Work order:
Reproduce exactly the lines from the one containing "For each instance of the white french" through the last line of the records below, both included, and nothing else.
──────────────────────────────
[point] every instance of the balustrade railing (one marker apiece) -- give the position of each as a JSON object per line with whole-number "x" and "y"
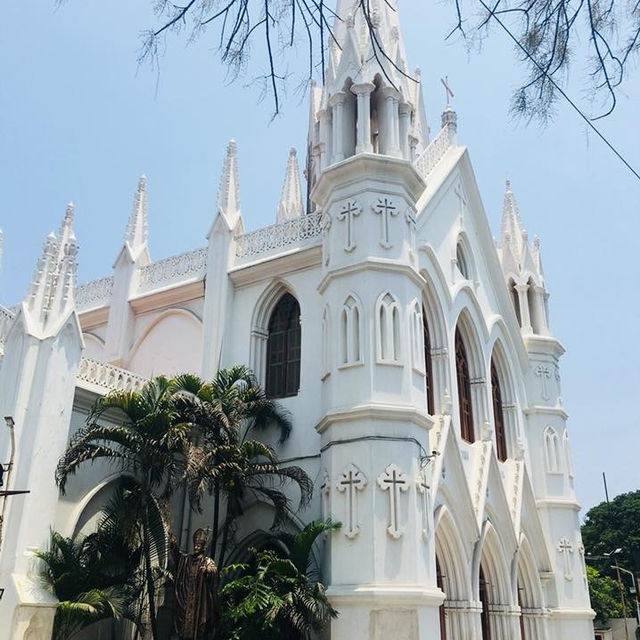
{"x": 426, "y": 162}
{"x": 191, "y": 265}
{"x": 99, "y": 376}
{"x": 278, "y": 236}
{"x": 96, "y": 293}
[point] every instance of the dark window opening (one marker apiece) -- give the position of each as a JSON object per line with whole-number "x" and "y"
{"x": 283, "y": 349}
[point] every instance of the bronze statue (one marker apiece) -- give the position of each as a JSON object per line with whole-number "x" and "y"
{"x": 195, "y": 582}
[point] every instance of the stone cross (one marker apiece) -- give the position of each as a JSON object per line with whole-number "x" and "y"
{"x": 351, "y": 481}
{"x": 385, "y": 208}
{"x": 424, "y": 490}
{"x": 350, "y": 211}
{"x": 544, "y": 374}
{"x": 447, "y": 88}
{"x": 393, "y": 481}
{"x": 566, "y": 549}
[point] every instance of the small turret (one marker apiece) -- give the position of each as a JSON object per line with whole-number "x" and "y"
{"x": 522, "y": 268}
{"x": 290, "y": 205}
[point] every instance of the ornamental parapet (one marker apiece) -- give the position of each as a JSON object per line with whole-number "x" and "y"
{"x": 426, "y": 162}
{"x": 94, "y": 294}
{"x": 184, "y": 267}
{"x": 302, "y": 231}
{"x": 102, "y": 378}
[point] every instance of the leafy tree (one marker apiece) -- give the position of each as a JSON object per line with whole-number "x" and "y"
{"x": 549, "y": 39}
{"x": 223, "y": 461}
{"x": 149, "y": 441}
{"x": 605, "y": 596}
{"x": 614, "y": 525}
{"x": 275, "y": 598}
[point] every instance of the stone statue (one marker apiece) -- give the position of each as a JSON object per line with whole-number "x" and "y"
{"x": 195, "y": 582}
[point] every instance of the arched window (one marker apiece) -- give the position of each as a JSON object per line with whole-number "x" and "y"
{"x": 428, "y": 365}
{"x": 551, "y": 449}
{"x": 464, "y": 390}
{"x": 484, "y": 599}
{"x": 388, "y": 329}
{"x": 443, "y": 615}
{"x": 283, "y": 349}
{"x": 461, "y": 259}
{"x": 351, "y": 348}
{"x": 498, "y": 415}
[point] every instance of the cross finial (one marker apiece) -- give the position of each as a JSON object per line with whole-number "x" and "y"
{"x": 447, "y": 89}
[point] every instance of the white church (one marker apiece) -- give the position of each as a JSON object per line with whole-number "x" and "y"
{"x": 413, "y": 352}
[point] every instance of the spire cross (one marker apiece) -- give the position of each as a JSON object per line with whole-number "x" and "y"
{"x": 385, "y": 208}
{"x": 352, "y": 480}
{"x": 350, "y": 210}
{"x": 393, "y": 481}
{"x": 566, "y": 549}
{"x": 447, "y": 88}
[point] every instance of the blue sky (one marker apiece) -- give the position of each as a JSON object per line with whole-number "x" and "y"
{"x": 79, "y": 120}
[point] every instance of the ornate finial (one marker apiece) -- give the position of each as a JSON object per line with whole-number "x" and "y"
{"x": 290, "y": 205}
{"x": 228, "y": 193}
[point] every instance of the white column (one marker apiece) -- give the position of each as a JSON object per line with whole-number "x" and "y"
{"x": 405, "y": 114}
{"x": 337, "y": 105}
{"x": 363, "y": 118}
{"x": 524, "y": 307}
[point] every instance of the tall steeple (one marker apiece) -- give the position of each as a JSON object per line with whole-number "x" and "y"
{"x": 228, "y": 203}
{"x": 50, "y": 296}
{"x": 522, "y": 268}
{"x": 137, "y": 228}
{"x": 370, "y": 102}
{"x": 290, "y": 205}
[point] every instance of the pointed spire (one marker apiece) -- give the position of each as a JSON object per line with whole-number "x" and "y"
{"x": 290, "y": 205}
{"x": 137, "y": 227}
{"x": 51, "y": 291}
{"x": 228, "y": 193}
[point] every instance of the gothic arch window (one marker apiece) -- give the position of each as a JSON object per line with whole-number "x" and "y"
{"x": 416, "y": 337}
{"x": 464, "y": 390}
{"x": 283, "y": 349}
{"x": 350, "y": 332}
{"x": 388, "y": 329}
{"x": 552, "y": 451}
{"x": 326, "y": 343}
{"x": 485, "y": 623}
{"x": 498, "y": 414}
{"x": 462, "y": 262}
{"x": 428, "y": 364}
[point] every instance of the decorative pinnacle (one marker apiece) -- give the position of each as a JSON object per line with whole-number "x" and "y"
{"x": 290, "y": 205}
{"x": 137, "y": 227}
{"x": 229, "y": 192}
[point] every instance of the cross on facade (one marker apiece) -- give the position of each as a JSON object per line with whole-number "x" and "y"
{"x": 424, "y": 490}
{"x": 393, "y": 481}
{"x": 350, "y": 211}
{"x": 545, "y": 375}
{"x": 385, "y": 208}
{"x": 447, "y": 88}
{"x": 566, "y": 549}
{"x": 351, "y": 481}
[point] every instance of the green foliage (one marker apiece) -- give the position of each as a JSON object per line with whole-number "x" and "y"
{"x": 273, "y": 598}
{"x": 605, "y": 596}
{"x": 611, "y": 526}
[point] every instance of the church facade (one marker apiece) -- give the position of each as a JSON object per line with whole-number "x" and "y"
{"x": 413, "y": 352}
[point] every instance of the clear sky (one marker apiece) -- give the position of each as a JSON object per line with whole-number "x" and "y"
{"x": 79, "y": 120}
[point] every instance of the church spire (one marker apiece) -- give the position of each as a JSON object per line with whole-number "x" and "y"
{"x": 229, "y": 191}
{"x": 50, "y": 294}
{"x": 137, "y": 227}
{"x": 290, "y": 205}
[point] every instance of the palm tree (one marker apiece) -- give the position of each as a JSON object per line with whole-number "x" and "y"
{"x": 149, "y": 440}
{"x": 223, "y": 460}
{"x": 278, "y": 598}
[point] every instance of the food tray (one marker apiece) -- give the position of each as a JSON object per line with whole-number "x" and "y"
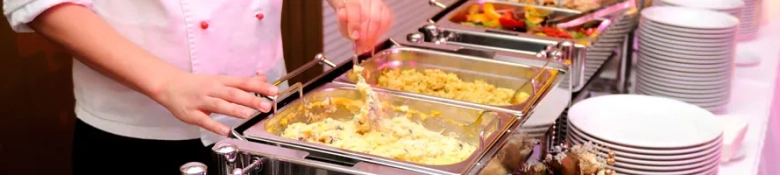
{"x": 468, "y": 68}
{"x": 461, "y": 15}
{"x": 455, "y": 115}
{"x": 610, "y": 35}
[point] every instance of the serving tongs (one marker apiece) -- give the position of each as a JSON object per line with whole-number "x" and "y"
{"x": 318, "y": 59}
{"x": 371, "y": 99}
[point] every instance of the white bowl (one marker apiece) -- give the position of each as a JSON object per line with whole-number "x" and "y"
{"x": 651, "y": 153}
{"x": 634, "y": 120}
{"x": 690, "y": 18}
{"x": 688, "y": 30}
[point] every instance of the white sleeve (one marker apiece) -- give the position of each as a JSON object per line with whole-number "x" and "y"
{"x": 21, "y": 12}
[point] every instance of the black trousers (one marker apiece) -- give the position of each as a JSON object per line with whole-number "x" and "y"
{"x": 99, "y": 152}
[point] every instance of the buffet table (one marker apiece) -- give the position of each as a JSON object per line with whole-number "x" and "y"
{"x": 752, "y": 94}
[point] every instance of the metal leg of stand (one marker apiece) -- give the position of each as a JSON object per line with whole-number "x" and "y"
{"x": 624, "y": 70}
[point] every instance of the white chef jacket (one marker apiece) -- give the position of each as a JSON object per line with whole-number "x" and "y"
{"x": 235, "y": 37}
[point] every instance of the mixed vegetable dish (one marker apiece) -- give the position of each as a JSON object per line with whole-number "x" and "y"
{"x": 528, "y": 19}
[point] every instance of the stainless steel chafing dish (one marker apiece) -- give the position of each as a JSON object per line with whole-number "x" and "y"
{"x": 260, "y": 150}
{"x": 618, "y": 19}
{"x": 454, "y": 117}
{"x": 528, "y": 78}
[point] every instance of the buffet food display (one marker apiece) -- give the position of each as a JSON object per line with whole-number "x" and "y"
{"x": 410, "y": 109}
{"x": 581, "y": 5}
{"x": 527, "y": 19}
{"x": 448, "y": 85}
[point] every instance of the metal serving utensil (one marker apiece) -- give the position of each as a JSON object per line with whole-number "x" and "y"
{"x": 318, "y": 59}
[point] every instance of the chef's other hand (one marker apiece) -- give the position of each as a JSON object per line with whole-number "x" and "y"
{"x": 193, "y": 97}
{"x": 364, "y": 21}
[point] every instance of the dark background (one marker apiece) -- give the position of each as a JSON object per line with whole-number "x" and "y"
{"x": 36, "y": 90}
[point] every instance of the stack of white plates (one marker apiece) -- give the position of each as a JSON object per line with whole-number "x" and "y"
{"x": 732, "y": 7}
{"x": 687, "y": 54}
{"x": 649, "y": 135}
{"x": 748, "y": 12}
{"x": 750, "y": 19}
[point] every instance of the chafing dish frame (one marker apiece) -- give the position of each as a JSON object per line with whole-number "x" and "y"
{"x": 388, "y": 59}
{"x": 360, "y": 168}
{"x": 440, "y": 32}
{"x": 505, "y": 120}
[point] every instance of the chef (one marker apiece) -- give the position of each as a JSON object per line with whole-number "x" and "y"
{"x": 155, "y": 80}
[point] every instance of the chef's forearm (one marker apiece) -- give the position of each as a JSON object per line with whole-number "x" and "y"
{"x": 99, "y": 46}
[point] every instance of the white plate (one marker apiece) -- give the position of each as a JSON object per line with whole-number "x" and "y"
{"x": 627, "y": 160}
{"x": 678, "y": 75}
{"x": 651, "y": 28}
{"x": 674, "y": 63}
{"x": 708, "y": 4}
{"x": 679, "y": 89}
{"x": 698, "y": 73}
{"x": 697, "y": 102}
{"x": 670, "y": 49}
{"x": 655, "y": 154}
{"x": 688, "y": 45}
{"x": 713, "y": 98}
{"x": 727, "y": 42}
{"x": 687, "y": 59}
{"x": 690, "y": 18}
{"x": 712, "y": 168}
{"x": 631, "y": 163}
{"x": 673, "y": 80}
{"x": 689, "y": 30}
{"x": 650, "y": 34}
{"x": 635, "y": 120}
{"x": 674, "y": 87}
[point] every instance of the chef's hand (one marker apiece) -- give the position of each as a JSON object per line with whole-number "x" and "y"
{"x": 363, "y": 21}
{"x": 192, "y": 97}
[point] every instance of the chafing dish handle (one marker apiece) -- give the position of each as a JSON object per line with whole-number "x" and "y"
{"x": 261, "y": 152}
{"x": 564, "y": 52}
{"x": 319, "y": 58}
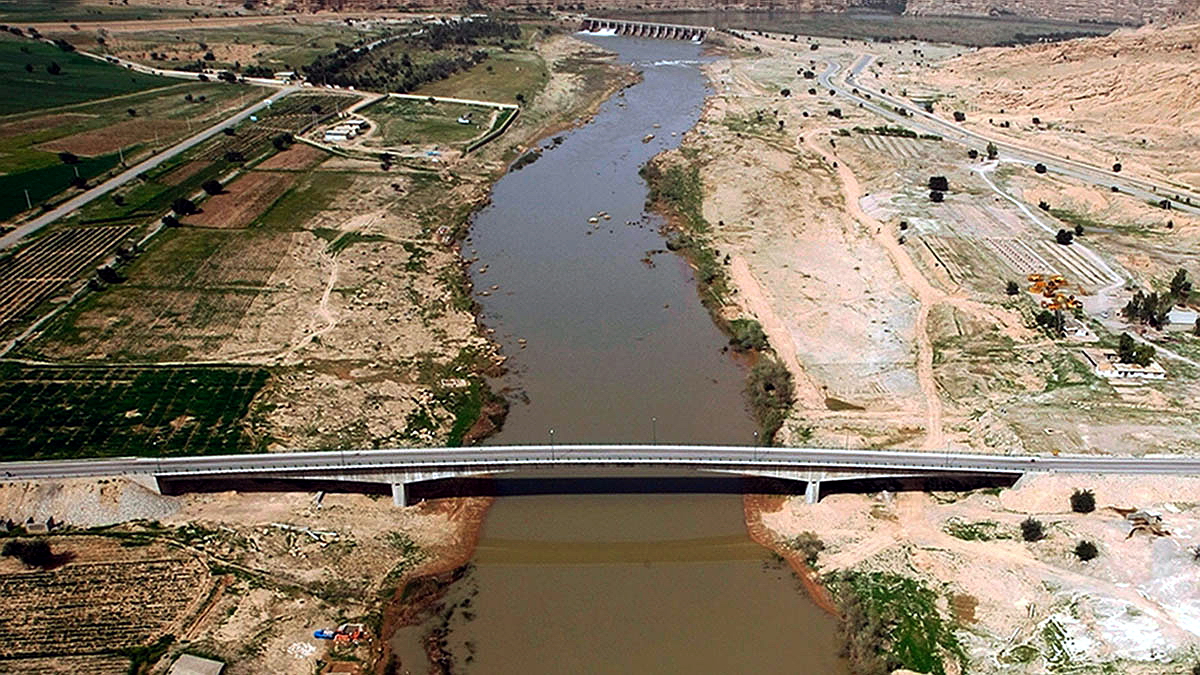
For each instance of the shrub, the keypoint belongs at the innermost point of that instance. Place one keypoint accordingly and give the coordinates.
(184, 207)
(1032, 530)
(1083, 501)
(769, 387)
(34, 553)
(747, 334)
(1086, 551)
(809, 544)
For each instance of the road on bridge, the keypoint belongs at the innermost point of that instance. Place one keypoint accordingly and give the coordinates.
(501, 458)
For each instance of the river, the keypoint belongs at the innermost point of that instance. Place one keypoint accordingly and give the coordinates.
(616, 351)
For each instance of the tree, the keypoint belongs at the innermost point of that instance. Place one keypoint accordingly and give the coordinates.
(184, 207)
(34, 553)
(1131, 351)
(1180, 285)
(1083, 501)
(1032, 530)
(1086, 550)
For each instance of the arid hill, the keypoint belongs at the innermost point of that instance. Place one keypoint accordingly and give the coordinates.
(1131, 97)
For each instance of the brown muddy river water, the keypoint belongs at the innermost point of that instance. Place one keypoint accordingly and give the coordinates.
(625, 584)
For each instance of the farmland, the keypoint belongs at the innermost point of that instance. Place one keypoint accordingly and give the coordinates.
(79, 79)
(40, 269)
(48, 412)
(103, 601)
(97, 133)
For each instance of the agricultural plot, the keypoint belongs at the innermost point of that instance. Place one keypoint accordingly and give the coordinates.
(109, 599)
(898, 147)
(77, 78)
(63, 412)
(37, 270)
(403, 121)
(243, 199)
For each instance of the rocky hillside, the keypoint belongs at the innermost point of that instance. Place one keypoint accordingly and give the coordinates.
(1134, 12)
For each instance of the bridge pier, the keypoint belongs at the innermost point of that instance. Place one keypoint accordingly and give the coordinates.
(813, 493)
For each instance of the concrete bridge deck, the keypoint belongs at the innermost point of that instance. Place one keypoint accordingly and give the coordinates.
(407, 466)
(647, 29)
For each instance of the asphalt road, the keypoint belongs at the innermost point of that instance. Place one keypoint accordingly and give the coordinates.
(927, 123)
(510, 457)
(132, 173)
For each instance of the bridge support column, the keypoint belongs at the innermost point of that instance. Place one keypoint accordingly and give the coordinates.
(813, 493)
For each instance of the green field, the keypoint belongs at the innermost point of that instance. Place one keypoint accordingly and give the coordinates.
(81, 79)
(42, 184)
(66, 412)
(499, 78)
(30, 11)
(405, 121)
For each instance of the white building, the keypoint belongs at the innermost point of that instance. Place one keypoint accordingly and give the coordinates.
(1108, 365)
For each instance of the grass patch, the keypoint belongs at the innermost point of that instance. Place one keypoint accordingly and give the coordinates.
(981, 531)
(79, 79)
(403, 121)
(48, 412)
(892, 622)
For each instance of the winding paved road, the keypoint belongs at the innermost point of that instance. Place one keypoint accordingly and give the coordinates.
(928, 123)
(497, 458)
(79, 201)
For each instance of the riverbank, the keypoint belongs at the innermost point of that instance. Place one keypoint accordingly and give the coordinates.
(1039, 607)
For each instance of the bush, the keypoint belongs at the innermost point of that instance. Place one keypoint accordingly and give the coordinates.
(1083, 501)
(769, 387)
(809, 544)
(34, 553)
(1032, 530)
(747, 334)
(184, 207)
(1086, 551)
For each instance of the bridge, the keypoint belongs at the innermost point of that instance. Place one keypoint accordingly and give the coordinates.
(647, 29)
(401, 470)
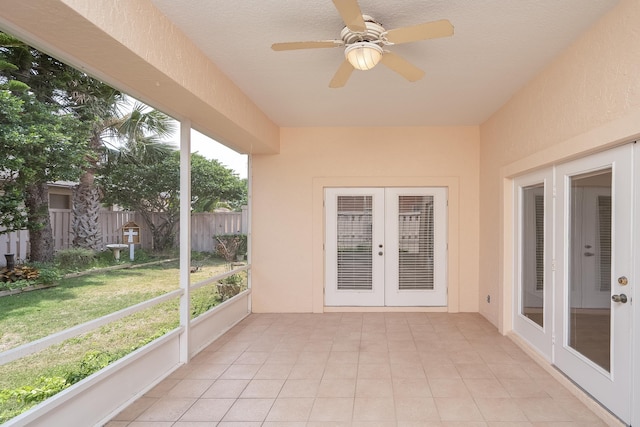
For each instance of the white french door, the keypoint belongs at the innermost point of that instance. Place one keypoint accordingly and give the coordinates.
(385, 247)
(574, 254)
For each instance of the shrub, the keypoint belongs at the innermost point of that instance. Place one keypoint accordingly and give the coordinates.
(230, 286)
──────────────────────────────
Your response:
For each instance of the white french door, the keypoint belongs at the innermost point of that instance. Place one keypoint accordingly and give the coordinates.
(385, 247)
(574, 254)
For each instance of the shrub, the keypoint belongs at the innermost point of that instance. Place one keypoint accordingly and give the coordinates.
(230, 286)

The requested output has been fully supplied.